__Brief__:
Write out the material from its first line through the line containing "220,147,301,300", switching "comma-separated" to "comma-delimited" and leaving everything else unchanged.

__Dataset extract__:

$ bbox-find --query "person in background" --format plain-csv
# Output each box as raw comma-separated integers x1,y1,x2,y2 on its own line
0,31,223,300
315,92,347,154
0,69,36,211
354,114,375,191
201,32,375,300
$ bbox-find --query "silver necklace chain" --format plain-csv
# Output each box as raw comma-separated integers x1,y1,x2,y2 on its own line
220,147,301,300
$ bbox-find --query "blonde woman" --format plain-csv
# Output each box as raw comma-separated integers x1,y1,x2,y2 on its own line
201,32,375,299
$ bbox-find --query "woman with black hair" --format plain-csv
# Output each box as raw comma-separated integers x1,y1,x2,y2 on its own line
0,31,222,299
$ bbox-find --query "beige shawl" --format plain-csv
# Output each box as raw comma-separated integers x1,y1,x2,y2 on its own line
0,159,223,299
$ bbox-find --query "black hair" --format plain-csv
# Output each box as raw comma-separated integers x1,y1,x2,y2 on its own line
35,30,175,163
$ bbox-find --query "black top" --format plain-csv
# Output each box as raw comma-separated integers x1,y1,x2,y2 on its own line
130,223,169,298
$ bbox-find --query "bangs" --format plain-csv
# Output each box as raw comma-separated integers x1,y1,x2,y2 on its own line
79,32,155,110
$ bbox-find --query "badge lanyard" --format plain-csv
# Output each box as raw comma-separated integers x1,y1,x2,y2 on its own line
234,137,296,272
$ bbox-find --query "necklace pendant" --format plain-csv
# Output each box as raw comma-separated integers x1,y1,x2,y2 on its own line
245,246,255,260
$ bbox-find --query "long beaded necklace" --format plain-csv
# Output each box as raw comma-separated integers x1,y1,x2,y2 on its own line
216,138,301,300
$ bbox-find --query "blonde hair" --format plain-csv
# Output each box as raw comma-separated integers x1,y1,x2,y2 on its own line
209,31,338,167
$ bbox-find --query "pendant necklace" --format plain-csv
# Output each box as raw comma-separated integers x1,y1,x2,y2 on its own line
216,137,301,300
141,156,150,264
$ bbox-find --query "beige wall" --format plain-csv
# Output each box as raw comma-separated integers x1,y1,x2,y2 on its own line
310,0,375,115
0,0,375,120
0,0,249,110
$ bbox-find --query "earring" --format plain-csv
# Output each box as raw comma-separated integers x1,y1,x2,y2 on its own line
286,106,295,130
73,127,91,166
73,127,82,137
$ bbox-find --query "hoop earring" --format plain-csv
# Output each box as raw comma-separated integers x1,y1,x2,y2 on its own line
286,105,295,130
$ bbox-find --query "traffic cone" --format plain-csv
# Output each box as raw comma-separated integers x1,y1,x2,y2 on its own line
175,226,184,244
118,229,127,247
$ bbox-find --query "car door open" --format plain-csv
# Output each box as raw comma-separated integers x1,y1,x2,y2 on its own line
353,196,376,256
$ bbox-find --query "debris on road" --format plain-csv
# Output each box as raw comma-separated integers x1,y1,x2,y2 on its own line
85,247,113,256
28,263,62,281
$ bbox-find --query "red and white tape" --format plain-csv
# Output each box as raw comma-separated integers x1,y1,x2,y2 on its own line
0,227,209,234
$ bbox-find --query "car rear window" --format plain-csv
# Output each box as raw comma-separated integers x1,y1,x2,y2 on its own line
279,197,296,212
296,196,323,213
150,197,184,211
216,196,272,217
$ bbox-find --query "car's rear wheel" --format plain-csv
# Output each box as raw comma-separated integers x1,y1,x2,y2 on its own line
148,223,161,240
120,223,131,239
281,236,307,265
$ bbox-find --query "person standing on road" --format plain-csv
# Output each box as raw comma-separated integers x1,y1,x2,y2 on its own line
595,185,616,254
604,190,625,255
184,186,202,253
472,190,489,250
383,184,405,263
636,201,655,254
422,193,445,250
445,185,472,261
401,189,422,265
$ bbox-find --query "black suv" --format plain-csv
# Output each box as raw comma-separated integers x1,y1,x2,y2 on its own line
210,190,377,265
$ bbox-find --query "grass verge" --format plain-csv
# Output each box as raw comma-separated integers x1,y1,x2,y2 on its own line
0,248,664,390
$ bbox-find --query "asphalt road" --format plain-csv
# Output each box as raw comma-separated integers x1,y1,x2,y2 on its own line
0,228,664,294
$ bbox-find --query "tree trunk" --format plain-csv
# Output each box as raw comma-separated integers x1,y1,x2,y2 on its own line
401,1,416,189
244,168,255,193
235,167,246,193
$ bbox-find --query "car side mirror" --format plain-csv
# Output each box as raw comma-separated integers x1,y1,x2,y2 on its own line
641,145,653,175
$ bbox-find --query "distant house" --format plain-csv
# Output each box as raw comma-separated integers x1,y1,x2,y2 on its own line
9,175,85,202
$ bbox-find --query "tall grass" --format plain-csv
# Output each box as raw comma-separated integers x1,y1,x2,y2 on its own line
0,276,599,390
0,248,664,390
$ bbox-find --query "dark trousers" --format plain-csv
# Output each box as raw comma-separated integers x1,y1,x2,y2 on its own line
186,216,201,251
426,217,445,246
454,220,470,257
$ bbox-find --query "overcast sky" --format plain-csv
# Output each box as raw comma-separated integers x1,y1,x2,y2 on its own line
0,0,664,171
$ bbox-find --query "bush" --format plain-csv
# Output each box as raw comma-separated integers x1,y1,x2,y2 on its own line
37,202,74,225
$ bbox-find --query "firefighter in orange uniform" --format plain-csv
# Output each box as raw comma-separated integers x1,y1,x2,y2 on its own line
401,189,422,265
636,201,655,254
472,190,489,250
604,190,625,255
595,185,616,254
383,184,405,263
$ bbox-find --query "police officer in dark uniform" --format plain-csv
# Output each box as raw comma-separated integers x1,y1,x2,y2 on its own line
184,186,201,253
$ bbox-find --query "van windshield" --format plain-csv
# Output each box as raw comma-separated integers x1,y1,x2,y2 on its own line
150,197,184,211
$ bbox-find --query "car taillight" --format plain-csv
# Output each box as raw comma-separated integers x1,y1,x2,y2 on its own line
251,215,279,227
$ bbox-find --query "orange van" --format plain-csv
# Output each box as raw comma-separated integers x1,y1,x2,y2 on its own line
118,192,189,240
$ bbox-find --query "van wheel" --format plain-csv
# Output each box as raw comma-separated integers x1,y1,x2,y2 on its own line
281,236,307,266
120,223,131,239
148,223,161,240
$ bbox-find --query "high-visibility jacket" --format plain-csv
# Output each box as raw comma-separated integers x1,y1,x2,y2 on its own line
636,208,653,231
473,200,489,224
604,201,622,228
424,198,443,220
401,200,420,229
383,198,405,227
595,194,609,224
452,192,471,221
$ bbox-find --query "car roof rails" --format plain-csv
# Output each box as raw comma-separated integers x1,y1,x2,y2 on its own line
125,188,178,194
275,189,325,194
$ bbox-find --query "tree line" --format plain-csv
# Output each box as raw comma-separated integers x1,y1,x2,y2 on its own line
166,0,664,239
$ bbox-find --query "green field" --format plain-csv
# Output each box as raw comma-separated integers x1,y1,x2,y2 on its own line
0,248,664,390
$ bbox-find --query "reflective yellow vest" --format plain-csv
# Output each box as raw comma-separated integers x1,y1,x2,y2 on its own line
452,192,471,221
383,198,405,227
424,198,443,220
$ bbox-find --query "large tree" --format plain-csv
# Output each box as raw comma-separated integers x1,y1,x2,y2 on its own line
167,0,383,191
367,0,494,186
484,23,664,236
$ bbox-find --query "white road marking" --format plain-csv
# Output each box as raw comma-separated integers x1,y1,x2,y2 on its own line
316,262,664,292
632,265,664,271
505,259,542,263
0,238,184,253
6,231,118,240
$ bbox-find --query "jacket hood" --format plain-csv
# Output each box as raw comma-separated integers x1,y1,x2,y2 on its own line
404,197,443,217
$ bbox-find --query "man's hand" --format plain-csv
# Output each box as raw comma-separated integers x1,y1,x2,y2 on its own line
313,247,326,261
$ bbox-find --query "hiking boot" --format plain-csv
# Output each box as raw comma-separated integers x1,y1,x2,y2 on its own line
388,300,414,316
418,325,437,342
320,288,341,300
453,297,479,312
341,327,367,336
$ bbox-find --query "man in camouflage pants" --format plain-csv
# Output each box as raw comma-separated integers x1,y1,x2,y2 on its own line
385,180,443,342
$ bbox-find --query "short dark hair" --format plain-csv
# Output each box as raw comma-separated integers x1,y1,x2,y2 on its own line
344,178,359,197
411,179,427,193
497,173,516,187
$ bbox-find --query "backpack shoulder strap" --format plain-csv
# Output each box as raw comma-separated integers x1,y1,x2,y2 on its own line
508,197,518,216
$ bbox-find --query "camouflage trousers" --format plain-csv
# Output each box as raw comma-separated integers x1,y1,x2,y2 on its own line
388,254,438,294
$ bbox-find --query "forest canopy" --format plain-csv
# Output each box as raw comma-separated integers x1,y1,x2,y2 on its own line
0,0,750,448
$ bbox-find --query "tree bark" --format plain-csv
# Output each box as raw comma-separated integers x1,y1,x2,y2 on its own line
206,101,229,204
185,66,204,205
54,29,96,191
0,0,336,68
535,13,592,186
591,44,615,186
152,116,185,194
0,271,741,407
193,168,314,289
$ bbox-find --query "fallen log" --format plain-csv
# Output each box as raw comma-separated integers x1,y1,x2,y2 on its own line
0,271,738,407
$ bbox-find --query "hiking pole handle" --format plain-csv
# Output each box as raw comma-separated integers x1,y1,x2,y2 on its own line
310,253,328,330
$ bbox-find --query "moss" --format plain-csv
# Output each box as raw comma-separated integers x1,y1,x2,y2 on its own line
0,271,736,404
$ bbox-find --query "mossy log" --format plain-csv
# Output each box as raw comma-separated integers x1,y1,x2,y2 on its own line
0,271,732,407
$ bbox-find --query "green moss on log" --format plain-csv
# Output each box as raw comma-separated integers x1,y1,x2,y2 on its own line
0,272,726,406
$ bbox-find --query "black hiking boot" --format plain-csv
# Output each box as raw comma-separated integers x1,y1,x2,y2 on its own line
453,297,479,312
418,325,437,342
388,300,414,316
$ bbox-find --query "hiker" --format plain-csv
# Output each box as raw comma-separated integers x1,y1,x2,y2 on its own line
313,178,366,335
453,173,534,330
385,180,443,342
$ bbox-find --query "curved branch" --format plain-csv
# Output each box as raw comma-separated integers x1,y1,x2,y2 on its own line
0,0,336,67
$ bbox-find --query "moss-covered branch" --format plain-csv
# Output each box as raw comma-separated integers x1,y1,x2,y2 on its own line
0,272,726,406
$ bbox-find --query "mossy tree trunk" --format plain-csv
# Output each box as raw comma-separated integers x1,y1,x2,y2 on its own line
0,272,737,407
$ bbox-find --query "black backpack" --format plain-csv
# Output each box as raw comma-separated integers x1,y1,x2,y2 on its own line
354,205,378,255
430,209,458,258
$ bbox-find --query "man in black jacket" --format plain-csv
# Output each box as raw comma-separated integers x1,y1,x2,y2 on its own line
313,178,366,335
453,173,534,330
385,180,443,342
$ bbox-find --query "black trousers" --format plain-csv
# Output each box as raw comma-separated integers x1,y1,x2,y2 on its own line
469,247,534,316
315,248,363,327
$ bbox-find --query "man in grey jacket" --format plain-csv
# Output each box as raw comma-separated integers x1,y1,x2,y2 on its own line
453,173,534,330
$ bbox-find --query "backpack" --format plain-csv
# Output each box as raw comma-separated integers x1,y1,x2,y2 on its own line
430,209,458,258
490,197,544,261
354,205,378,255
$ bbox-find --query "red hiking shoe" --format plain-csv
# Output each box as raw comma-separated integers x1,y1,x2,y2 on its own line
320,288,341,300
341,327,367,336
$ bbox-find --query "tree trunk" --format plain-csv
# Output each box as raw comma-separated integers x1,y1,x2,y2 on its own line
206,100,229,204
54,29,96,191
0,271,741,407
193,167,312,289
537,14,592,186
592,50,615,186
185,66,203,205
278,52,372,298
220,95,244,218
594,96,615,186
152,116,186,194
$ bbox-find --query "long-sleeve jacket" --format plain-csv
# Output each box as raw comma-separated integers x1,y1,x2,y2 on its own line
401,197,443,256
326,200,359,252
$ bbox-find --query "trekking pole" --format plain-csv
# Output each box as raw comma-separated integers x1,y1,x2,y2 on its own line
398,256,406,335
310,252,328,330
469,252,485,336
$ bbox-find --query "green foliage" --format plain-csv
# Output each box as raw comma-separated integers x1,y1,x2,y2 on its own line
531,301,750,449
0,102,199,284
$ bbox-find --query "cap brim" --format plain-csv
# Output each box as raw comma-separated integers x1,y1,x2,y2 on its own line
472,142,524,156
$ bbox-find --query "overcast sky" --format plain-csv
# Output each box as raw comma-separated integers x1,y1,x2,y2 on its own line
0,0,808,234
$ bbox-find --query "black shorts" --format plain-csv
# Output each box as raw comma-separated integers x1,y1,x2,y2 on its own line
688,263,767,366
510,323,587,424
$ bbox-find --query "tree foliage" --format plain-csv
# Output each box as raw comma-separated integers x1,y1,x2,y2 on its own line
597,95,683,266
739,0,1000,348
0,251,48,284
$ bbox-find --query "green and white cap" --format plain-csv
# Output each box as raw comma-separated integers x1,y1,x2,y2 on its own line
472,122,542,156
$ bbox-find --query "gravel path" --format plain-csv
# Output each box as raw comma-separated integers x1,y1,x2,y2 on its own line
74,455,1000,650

__Answer for this exercise__:
$ bbox-find --query "person in background" --format plain-csv
# Output each box as raw comma-delimited integers x1,y1,x2,y2 on its own line
0,31,223,300
315,92,347,154
0,69,36,211
354,114,375,191
201,32,375,300
$ bbox-find --query "silver necklace chain" --format plain-csv
# Output each box as raw comma-delimited integers x1,y1,x2,y2 on its own line
220,147,301,300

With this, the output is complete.